Task statement:
Transcribe the listing below in full, keeping every line exactly as it is.

Provided data:
▽

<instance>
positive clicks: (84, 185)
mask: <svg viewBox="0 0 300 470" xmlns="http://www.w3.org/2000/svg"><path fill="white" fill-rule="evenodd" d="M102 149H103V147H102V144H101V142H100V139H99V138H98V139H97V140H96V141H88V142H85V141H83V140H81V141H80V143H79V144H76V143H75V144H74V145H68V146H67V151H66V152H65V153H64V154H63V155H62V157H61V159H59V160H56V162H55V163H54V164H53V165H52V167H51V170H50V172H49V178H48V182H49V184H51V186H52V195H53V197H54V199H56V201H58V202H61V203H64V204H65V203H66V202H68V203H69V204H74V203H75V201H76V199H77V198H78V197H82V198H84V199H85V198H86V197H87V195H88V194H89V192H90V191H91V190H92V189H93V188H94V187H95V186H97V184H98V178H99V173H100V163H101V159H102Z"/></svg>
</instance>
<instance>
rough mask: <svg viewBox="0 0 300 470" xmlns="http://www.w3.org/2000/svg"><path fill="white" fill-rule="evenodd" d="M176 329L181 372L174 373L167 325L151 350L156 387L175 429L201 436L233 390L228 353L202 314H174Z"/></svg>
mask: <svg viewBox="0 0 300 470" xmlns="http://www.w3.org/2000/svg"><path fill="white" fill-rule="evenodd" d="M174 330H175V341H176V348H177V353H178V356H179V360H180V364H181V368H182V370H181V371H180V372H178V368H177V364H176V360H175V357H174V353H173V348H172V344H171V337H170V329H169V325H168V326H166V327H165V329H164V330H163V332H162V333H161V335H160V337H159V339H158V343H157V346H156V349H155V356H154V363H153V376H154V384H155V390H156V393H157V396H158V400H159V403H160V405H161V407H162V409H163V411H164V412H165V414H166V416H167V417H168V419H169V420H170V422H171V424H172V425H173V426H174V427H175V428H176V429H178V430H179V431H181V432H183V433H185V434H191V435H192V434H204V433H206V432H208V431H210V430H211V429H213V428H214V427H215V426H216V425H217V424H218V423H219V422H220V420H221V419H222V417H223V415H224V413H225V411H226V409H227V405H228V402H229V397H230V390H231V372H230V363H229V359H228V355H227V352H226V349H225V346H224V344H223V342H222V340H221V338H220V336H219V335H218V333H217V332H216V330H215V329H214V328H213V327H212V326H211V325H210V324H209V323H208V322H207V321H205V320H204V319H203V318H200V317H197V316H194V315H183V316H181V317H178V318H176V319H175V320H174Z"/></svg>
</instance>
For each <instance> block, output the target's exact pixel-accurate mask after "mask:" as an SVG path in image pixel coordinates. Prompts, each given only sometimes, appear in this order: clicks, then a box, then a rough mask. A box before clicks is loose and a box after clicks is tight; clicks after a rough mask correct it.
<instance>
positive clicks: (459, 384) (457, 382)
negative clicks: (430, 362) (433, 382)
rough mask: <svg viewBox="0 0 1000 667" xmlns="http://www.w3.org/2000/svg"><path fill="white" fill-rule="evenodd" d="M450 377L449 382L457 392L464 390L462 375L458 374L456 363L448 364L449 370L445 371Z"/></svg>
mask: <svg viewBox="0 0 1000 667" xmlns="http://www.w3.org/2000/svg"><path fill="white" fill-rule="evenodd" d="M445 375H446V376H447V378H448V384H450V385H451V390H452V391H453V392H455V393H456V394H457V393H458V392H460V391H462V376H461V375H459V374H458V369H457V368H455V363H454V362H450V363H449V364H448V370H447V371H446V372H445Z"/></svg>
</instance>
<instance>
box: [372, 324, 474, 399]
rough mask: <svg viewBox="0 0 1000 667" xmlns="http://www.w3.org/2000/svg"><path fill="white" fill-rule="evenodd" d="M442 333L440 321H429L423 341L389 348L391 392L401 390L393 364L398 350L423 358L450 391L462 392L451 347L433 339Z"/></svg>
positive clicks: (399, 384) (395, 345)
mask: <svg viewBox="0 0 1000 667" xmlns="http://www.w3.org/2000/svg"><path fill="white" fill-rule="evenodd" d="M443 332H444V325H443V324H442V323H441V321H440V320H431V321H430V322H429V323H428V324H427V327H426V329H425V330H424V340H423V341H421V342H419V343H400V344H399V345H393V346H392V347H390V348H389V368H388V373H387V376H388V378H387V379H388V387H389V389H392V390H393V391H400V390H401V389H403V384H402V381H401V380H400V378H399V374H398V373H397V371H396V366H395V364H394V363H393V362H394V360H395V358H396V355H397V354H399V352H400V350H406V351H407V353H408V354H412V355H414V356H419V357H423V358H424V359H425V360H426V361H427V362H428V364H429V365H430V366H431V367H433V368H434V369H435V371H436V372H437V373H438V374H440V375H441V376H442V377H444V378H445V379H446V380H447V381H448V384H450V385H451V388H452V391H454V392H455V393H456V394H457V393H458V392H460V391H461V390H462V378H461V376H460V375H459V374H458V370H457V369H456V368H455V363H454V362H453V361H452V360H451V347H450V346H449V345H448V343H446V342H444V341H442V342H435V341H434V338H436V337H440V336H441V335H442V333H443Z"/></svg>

△

Exercise result:
<instance>
positive clicks: (84, 185)
mask: <svg viewBox="0 0 300 470" xmlns="http://www.w3.org/2000/svg"><path fill="white" fill-rule="evenodd" d="M102 149H103V147H102V144H101V142H100V139H99V138H98V139H97V140H96V141H88V142H85V141H83V140H81V141H80V143H79V144H76V143H75V144H74V145H68V146H67V151H66V152H65V153H64V154H63V155H62V157H61V159H59V160H56V162H55V163H54V164H53V165H52V167H51V170H50V172H49V178H48V182H49V184H51V186H52V195H53V197H54V199H56V201H58V202H61V203H64V204H65V203H66V202H68V203H69V204H74V203H75V201H76V199H77V198H78V197H82V198H84V199H85V198H86V197H87V195H88V194H89V192H90V191H91V190H92V189H93V188H94V187H95V186H97V184H98V178H99V173H100V163H101V159H102Z"/></svg>
</instance>
<instance>
rough mask: <svg viewBox="0 0 300 470" xmlns="http://www.w3.org/2000/svg"><path fill="white" fill-rule="evenodd" d="M176 329L181 372L174 373L167 325L151 350L156 387L175 429L201 436L233 390L228 353L202 314H174Z"/></svg>
mask: <svg viewBox="0 0 300 470" xmlns="http://www.w3.org/2000/svg"><path fill="white" fill-rule="evenodd" d="M174 330H175V341H176V348H177V353H178V356H179V360H180V364H181V368H182V370H181V371H180V372H178V368H177V364H176V360H175V357H174V353H173V348H172V344H171V337H170V329H169V325H168V326H166V327H165V329H164V330H163V332H162V333H161V335H160V337H159V339H158V343H157V346H156V349H155V356H154V363H153V376H154V384H155V390H156V393H157V396H158V400H159V403H160V405H161V407H162V409H163V411H164V412H165V414H166V416H167V417H168V419H169V420H170V422H171V424H172V425H173V426H174V427H175V428H176V429H178V430H179V431H181V432H183V433H185V434H191V435H192V434H204V433H206V432H208V431H210V430H211V429H213V428H214V427H215V426H216V425H217V424H218V423H219V422H220V420H221V419H222V417H223V415H224V413H225V411H226V409H227V405H228V402H229V397H230V390H231V372H230V363H229V359H228V355H227V352H226V349H225V346H224V344H223V342H222V340H221V338H220V336H219V335H218V333H217V332H216V330H215V329H214V328H213V327H212V326H211V325H210V324H209V323H208V322H207V321H205V320H204V319H203V318H200V317H197V316H194V315H183V316H181V317H178V318H176V319H175V320H174Z"/></svg>
</instance>
For each <instance> block, output the target's exact pixel-accurate mask after "mask:" as an SVG path in image pixel coordinates. Prompts, each given only sometimes, appear in this order: clicks, then a box, then a rough mask. A box before clicks is loose and a box after clicks is tight; clicks after a rough mask correct it.
<instance>
positive clicks: (459, 384) (457, 382)
negative clicks: (430, 362) (433, 382)
rough mask: <svg viewBox="0 0 1000 667" xmlns="http://www.w3.org/2000/svg"><path fill="white" fill-rule="evenodd" d="M450 377L449 382L457 392L464 390L462 375L458 374L456 363L448 364L449 370L445 371Z"/></svg>
mask: <svg viewBox="0 0 1000 667" xmlns="http://www.w3.org/2000/svg"><path fill="white" fill-rule="evenodd" d="M445 375H446V376H447V378H448V384H450V385H451V390H452V391H453V392H455V393H456V394H457V393H458V392H460V391H462V376H461V375H459V374H458V369H457V368H455V363H454V362H450V363H449V364H448V370H447V371H446V372H445Z"/></svg>
</instance>
<instance>
box: [372, 324, 474, 399]
rough mask: <svg viewBox="0 0 1000 667" xmlns="http://www.w3.org/2000/svg"><path fill="white" fill-rule="evenodd" d="M442 333L440 321H429L423 341L389 348L391 392L401 390L393 364L398 350L423 358L450 391L462 392L451 347L433 339Z"/></svg>
positive clicks: (399, 384) (395, 345)
mask: <svg viewBox="0 0 1000 667" xmlns="http://www.w3.org/2000/svg"><path fill="white" fill-rule="evenodd" d="M443 332H444V325H443V324H442V323H441V321H440V320H431V321H430V322H429V323H428V324H427V327H426V329H425V330H424V340H423V341H421V342H419V343H400V344H399V345H393V346H392V347H390V348H389V368H388V373H387V376H388V378H387V379H388V387H389V389H392V390H393V391H400V390H401V389H403V384H402V381H401V380H400V378H399V374H398V373H397V371H396V366H395V364H394V363H393V362H394V360H395V358H396V355H397V354H399V352H400V350H406V351H407V353H408V354H412V355H414V356H419V357H423V358H424V359H425V360H426V361H427V362H428V364H429V365H430V366H431V367H433V368H434V369H435V371H436V372H437V373H438V374H440V375H441V376H442V377H444V378H445V379H446V380H447V381H448V384H450V385H451V388H452V391H454V392H455V393H456V394H457V393H458V392H460V391H461V390H462V378H461V376H460V375H459V374H458V370H457V369H456V368H455V363H454V362H453V361H452V360H451V347H450V346H449V345H448V343H446V342H444V341H442V342H435V341H434V338H436V337H440V336H441V335H442V333H443Z"/></svg>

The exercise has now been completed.